Text to read:

0.14 2018-11-29
[Ko van der Sloot]
* updated usage() and removed -S option (never used)
* make sure the right textclass is assigned to <w> nodes in FoLiA
* minor code fixes/refactorings
* added more tests
* updated man.1 page

[Maarten van Gompel]
* updated README.md

[Iris Hendrickx]
* Updated and extended the manual

0.13.2 2018-05-17
[Ko van der Sloot]
Bug fix release:
* uctodata is mandatory. So don't install default rules anymore

0.13.1 2018-05-17
[Ko van der Sloot]
Bug fix release:
* configure now finds out the location of the uctodata files.
  should make it work on Mac systems too

0.13 2018-05-16
[Ko van der Sloot]
* improved configure/build/test
* added a --split option
* fixed -P option
* removed -S option (never used, and only half implemented)
* added a --add-tokens option, to add special tokens for the default language
* generally use the icu:: namespace
* added more tests
* fixed uninitialized variable.

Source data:
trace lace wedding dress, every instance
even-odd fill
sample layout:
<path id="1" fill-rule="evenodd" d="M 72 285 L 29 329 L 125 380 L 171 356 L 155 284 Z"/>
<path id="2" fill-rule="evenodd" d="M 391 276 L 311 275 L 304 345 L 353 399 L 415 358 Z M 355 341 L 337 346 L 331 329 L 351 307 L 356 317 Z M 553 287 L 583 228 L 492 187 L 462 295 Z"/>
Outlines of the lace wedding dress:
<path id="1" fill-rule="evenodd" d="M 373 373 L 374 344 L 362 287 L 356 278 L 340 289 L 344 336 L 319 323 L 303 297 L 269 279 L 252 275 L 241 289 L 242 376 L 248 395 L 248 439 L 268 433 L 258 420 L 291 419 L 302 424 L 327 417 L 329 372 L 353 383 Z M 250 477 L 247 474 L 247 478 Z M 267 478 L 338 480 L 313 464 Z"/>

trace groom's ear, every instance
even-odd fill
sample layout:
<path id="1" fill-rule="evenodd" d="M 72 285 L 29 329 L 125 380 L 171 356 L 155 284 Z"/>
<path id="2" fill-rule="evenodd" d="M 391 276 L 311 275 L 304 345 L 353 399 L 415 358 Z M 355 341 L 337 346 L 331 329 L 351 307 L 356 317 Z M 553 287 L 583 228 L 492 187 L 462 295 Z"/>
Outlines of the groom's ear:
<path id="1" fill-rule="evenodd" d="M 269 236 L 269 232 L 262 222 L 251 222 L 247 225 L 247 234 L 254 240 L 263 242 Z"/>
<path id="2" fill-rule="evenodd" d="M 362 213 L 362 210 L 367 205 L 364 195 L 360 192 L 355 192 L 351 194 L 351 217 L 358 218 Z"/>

Exercise requirements:
1. According to the changelog, why was the -S option removed in version 0.13?
2. Write out the part of the changelog starting at "should make it" and ending at "fixed uninitialized variable.".
3. Write the next part of the changelog, following on from its final line.

Answers:
1. It was never used and only half implemented.

2.
should make it work on Mac systems too

0.13 2018-05-16
[Ko van der Sloot]
* improved configure/build/test
* added a --split option
* fixed -P option
* removed -S option (never used, and only half implemented)
* added a --add-tokens option, to add special tokens for the default language
* generally use the icu:: namespace
* added more tests
* fixed uninitialized variable.

3.
* added code to use an alternative search-path for uctodata

[Maarten van Gompel]
* added codemeta.json

0.12 2018-02-19
[Ko van der Sloot]
* now use the UniFilter Unicode Filter from ticcutils
* now use the UnicodeNormalizer from ticcutils
* improved configuration. Support vor Mac OSX added

0.11 2017-12-04
[Ko van der Sloot]
Bug fix release:
* problems with text inside Cell elements

0.10 2017-11-07
[Ko van der Sloot]
New release due to outdated files in the previous release.

0.9.9 2017-11-06
[Ko van der Sloot]
Minor fix:
* bumped the .so version to 3.0.0

0.9.8 2017-10-23
[Ko van der Sloot]
Bug-fix release
* fixed utterance handling in FoLiA input. Don't try sentence detection!

0.9.7 2017-10-17
[Ko van der Sloot]
 * added textredundancy option, default is 'minimal'
 * small adaptations to work with FoLiA 1.5 specs
   - set textclass on words when outputclass != inputclass
   - DON'T filter special characters when inputclass == outputclass
 * -F (folia input) is automatically set for .xml files
 * more robust against texts with embedded tabs, etc.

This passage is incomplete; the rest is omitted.